SET EXERCISE
Pick out every line in the records below that contains the string "white" and copy each such line.

RECORDS TO PROCESS
* Begin *

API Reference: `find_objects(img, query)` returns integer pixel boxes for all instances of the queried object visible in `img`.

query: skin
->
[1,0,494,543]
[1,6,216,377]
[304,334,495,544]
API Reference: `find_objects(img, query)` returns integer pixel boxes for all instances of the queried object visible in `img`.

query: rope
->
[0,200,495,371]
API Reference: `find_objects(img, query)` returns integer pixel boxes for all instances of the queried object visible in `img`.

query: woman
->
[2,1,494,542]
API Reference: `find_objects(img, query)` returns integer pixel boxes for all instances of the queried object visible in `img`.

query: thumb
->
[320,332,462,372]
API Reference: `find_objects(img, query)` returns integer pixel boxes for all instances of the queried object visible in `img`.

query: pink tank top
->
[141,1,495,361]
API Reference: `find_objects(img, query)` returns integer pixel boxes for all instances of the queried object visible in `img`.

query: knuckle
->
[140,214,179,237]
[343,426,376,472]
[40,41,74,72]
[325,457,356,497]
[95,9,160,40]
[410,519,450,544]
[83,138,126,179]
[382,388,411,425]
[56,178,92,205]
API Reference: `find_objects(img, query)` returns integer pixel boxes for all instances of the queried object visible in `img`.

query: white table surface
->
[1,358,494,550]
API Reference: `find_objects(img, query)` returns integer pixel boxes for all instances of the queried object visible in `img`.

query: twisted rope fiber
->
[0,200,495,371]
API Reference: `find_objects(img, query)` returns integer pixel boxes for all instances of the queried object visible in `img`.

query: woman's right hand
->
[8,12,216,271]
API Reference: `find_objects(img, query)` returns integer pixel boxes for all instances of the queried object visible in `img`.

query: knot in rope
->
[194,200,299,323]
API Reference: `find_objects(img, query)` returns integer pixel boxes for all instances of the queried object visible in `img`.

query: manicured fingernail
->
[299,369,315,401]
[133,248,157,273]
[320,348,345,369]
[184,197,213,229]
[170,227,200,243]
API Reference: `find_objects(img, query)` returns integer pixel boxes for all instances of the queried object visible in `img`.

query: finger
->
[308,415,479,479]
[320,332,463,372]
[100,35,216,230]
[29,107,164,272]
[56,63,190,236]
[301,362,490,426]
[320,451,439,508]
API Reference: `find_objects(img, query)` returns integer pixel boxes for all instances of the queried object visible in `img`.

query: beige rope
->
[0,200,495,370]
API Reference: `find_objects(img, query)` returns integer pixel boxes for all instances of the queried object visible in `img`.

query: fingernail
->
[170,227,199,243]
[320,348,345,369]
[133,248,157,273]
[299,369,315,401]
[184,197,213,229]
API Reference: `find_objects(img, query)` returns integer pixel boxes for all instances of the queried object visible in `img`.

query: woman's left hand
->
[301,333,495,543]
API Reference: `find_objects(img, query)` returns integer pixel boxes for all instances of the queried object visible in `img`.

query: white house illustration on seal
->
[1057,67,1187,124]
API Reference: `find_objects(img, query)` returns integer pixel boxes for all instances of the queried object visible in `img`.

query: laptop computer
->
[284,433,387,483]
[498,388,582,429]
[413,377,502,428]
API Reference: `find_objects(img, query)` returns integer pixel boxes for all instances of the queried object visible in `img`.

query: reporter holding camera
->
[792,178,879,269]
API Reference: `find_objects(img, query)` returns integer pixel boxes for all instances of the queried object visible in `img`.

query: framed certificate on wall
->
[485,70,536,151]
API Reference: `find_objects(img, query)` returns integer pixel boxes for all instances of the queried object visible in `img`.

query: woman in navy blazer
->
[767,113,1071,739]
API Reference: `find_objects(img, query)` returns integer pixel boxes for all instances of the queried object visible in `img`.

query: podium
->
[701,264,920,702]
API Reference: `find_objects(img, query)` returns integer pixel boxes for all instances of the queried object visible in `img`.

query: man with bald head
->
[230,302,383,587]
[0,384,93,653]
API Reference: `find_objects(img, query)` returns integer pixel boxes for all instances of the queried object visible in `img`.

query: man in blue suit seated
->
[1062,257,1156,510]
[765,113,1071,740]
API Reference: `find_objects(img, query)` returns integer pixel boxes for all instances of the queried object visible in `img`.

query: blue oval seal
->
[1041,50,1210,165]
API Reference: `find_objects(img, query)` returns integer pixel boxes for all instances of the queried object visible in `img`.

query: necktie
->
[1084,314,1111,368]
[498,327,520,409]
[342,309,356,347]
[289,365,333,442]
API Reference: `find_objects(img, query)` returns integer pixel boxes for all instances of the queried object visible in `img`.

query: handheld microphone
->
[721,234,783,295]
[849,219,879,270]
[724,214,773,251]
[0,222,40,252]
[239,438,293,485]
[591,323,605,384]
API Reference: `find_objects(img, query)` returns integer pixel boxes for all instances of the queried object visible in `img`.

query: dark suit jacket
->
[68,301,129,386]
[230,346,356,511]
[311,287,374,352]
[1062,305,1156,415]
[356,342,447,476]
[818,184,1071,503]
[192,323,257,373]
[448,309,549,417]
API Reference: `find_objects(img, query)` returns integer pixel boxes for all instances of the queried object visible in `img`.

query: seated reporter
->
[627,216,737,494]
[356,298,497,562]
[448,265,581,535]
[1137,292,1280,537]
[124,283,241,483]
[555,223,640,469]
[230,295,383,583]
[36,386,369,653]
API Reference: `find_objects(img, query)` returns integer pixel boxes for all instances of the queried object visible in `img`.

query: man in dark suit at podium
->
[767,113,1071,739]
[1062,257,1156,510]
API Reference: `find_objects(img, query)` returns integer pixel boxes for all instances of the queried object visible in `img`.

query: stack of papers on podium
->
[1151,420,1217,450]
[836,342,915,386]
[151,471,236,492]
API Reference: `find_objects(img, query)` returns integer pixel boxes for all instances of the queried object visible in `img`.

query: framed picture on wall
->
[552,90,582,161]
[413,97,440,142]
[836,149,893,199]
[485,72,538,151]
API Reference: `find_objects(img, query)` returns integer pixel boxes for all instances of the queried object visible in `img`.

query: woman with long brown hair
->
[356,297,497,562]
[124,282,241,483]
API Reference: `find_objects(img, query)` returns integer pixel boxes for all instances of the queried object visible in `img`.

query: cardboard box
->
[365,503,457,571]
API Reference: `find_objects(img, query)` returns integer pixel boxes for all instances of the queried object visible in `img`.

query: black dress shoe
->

* End *

SOLUTION TO THE EXERCISE
query: white table surface
query: white house illustration on seal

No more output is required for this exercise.